**Directions for this task**: What the task needs is the data below, written out verbatim.

**Saved entries**:
-- Opening Marker --
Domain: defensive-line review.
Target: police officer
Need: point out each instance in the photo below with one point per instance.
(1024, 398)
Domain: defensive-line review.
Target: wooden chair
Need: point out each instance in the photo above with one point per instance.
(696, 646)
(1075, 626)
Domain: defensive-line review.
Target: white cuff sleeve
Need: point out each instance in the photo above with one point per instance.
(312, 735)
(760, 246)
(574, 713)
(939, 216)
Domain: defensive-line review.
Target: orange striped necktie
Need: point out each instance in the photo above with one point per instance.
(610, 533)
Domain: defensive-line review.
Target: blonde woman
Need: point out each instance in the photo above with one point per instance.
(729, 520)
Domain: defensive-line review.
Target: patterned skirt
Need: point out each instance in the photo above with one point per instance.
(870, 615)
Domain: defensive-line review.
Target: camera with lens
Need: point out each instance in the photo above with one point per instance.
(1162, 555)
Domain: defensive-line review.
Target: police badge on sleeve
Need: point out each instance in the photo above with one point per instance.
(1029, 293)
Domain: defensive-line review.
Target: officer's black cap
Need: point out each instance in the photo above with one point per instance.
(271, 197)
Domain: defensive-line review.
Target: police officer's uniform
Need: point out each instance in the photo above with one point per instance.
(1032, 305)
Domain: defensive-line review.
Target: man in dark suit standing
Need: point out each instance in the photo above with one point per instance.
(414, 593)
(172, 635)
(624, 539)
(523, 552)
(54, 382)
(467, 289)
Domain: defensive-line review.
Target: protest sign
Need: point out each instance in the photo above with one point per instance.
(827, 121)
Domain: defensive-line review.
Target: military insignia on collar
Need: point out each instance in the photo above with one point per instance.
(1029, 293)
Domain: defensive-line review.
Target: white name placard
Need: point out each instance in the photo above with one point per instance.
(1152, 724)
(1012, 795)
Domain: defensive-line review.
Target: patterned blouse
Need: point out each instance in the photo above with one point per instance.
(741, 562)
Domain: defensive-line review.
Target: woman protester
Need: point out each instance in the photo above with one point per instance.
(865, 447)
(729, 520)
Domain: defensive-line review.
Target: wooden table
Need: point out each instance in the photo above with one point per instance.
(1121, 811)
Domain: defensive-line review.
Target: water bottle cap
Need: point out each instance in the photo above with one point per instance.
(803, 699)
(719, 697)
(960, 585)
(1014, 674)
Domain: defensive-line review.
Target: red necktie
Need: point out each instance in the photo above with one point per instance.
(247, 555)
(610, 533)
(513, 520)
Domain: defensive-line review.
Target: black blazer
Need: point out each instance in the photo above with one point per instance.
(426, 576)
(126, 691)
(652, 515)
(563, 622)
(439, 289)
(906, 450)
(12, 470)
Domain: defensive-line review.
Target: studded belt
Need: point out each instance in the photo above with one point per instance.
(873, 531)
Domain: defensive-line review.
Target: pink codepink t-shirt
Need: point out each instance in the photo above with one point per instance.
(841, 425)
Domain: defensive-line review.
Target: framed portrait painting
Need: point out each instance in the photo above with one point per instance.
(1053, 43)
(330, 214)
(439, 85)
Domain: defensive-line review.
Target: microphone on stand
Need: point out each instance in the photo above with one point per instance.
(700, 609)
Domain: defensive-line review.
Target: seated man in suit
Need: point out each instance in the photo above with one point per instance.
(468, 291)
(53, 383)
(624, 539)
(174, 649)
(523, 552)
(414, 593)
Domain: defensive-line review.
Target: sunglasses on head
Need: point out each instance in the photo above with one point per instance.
-- Closing Marker --
**Answer to this exercise**:
Domain: defensive-line review.
Target: police officer
Need: point out each instance in the photo below with one point per instance.
(1024, 398)
Domain: defensive-line review.
Target: wooden chair
Need: point out each instance in the photo above with one point per instance.
(696, 646)
(1075, 626)
Domain: defensive-line review.
Target: white cuff sleeve
Need: point out each instance in the photo above with one point per instance.
(312, 735)
(760, 246)
(574, 713)
(939, 216)
Domain: defensive-line review.
Target: orange striped necktie
Need: point out each instance in the photo above with one point per instance.
(610, 533)
Domain: defensive-line review.
Target: blonde woman
Need: point out each instance in the photo above with one point per instance.
(729, 520)
Domain: defensive-line review.
Target: patterned skirt
Need: point out each instance in the photo above with one point per instance.
(870, 615)
Domain: defensive-line review.
Target: camera with lens
Need: point out each instance in the photo above with one point per instance.
(1162, 555)
Domain: defensive-line review.
Target: police badge on sleeve
Need: point out each instance in the photo above with one point per instance.
(1029, 293)
Domain: defensive-line review.
Target: officer's black cap
Need: point out each instance in the photo above with one point per instance.
(271, 197)
Domain: defensive-line review.
Target: police officer's uniform
Need: point out each instance in the photo above with one point per instance.
(1032, 305)
Domain: defensive-line review.
Target: man in dark suit standing
Need: point out each instance in the photo above with one point per instance.
(414, 593)
(172, 635)
(624, 539)
(523, 552)
(54, 382)
(467, 289)
Domain: defensive-line review.
Target: protest sign
Need: point out each instance in the photo above with one point per instance.
(827, 121)
Domain: defensive-line review.
Target: military insignia on collar
Need: point out each instance in the photo above with one point per instance.
(1029, 293)
Domain: defensive-line review.
Target: white name placard
Need: point out each instance in the photo above with one point per instance.
(1152, 724)
(1012, 795)
Domain: defensive-line review.
Target: patterned blouse
Need: point out each instance in the photo above with one point per instance.
(741, 562)
Domain: defensive-line review.
Target: woman protester
Need: point out each instance in the photo above with one point per instance.
(865, 447)
(729, 520)
Domain: defensive-line review.
Target: wooden table
Need: point out each instance in the photo above with one point per instance.
(1121, 811)
Domain: defensive-line review.
Target: water bottle cap
Need: point out each instance in the photo above with one point per instance.
(803, 699)
(719, 697)
(960, 585)
(1014, 674)
Domain: defensive-line review.
Target: red necktie
Need: point out each instance in the photo above with one point per instance.
(247, 555)
(610, 533)
(513, 520)
Domain: defensive-line review.
Target: black blazer
Need: point out each instance in the photo above with one point per instance.
(426, 576)
(126, 691)
(652, 515)
(563, 622)
(439, 289)
(906, 450)
(12, 470)
Domain: defensive-line review.
Target: studded belt
Need: point out each instance in the photo above with one point per instance.
(873, 531)
Domain: defensive-line review.
Target: pink codepink t-shirt
Need: point out each instance in the photo above with one point per instance.
(841, 425)
Domain: defensive-line review.
Target: framed portrait painting
Need: point out each instance in the photo above with one point per instance.
(1053, 43)
(330, 214)
(439, 85)
Domain: defensive-line review.
Target: microphone on stand
Need: point out each instance in the photo above with one point per instance.
(700, 609)
Domain: defensive-line review.
Target: seated man in suit
Need: point out each instance in the photo above with one point per instance.
(468, 291)
(53, 383)
(624, 539)
(174, 649)
(523, 552)
(414, 593)
Domain: defensive-line review.
Target: sunglasses on head
Need: point out each instance in the photo above with one point per instance.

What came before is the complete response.